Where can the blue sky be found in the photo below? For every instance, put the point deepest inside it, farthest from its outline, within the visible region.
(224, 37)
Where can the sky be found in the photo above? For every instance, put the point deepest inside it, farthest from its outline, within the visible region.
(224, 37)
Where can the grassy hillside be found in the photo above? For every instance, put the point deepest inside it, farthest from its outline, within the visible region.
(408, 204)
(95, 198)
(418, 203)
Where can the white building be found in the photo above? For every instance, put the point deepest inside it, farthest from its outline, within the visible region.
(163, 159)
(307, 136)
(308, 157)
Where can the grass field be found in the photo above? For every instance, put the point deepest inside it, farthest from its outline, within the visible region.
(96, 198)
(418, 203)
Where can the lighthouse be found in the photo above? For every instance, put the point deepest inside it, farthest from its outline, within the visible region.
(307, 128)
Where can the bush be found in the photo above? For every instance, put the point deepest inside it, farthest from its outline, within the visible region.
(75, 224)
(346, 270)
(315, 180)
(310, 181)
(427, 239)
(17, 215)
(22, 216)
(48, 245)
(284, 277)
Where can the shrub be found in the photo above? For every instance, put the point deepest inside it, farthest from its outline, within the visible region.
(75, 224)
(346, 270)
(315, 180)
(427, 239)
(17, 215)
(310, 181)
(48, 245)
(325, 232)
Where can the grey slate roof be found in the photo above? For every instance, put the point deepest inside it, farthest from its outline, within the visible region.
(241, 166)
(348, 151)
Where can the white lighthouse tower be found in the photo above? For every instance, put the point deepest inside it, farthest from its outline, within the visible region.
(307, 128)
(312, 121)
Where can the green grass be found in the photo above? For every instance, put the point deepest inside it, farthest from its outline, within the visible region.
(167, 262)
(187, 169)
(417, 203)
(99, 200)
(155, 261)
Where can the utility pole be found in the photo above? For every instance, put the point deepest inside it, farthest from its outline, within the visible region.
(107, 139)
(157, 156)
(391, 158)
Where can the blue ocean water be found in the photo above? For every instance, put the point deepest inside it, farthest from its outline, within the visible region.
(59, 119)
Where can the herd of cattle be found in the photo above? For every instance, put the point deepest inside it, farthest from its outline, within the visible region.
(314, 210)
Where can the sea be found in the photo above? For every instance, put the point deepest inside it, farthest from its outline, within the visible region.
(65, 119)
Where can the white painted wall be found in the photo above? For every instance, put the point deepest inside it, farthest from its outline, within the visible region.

--

* **WHAT YOU ARE ASKED TO DO**
Write down every line of the data exactly as it appears above.

* **RESPONSE TO THIS EXERCISE**
Where can the blue sky be found in the photo below? For every instance, put the point deepest inside it, farthest from its outline, within the visible region.
(224, 37)
Where can the sky be found in the photo above? For every instance, put the point deepest inside it, farthest from its outline, within the visible region.
(224, 37)
Where can the grassy hillside be found in the photo above? For every instance, put the point deepest inside it, farthest from its outline, within the visible region.
(408, 204)
(95, 198)
(418, 203)
Where can the white building be found in the photo above? For every instance, put the point deepest inside it, farthest from its outline, within the visible region.
(163, 159)
(307, 136)
(308, 157)
Where can the grass field be found in the photo above? For every instance, put the point deepest inside it, farthest from its outline, within the visible region.
(96, 198)
(418, 203)
Where can the lighthouse be found in the photo above? For every instance, put the point deepest inside it, farthest from its outline, within the visible region.
(307, 128)
Where can the bush be found in the photo above? For every instance, put the point deepest inside it, farthest from its outline, within the visible region.
(75, 224)
(346, 270)
(315, 180)
(310, 181)
(427, 239)
(17, 215)
(22, 216)
(48, 245)
(284, 277)
Where can the shrub be found in the photo above? For every instance, put the point deepest inside it, farthest from its outline, within the visible region.
(75, 224)
(346, 270)
(315, 180)
(427, 239)
(17, 215)
(310, 181)
(48, 245)
(325, 232)
Where can the grey slate roof be found in the photo above? For every instance, put the point deepest inside it, farthest from its outline, within the visible region.
(241, 166)
(348, 151)
Where can the white lighthouse tower be found in the photo above? For every instance, put the point deepest inside it, farthest from its outline, within the visible region.
(307, 128)
(312, 121)
Where can the green grass be found in the photo above? For every instance, put the point deepest inside it, farthest from its outline, within the visible region.
(167, 262)
(187, 169)
(417, 203)
(99, 200)
(155, 261)
Where can the utility pole be found in the photo above? For every instance, put the point deepest inside it, farthest from its outline, within the visible region.
(107, 139)
(157, 156)
(391, 158)
Where can the blue ocean water be found in the photo above? For every instance, put the point deepest inside it, farthest from its outline, within the visible region.
(59, 119)
Where can the herd of cattle be found in the photo above? For every instance, put the point deepest inside it, farthest from its outline, within the visible region.
(314, 210)
Where can the sea be found in the photo above? For every instance, put the point deepest inside it, farthest from its outline, within the visible region.
(65, 119)
Where can the white painted wall be found in the photo above? For every instance, put the point deepest inside it, farthest from its outline, within the visible region.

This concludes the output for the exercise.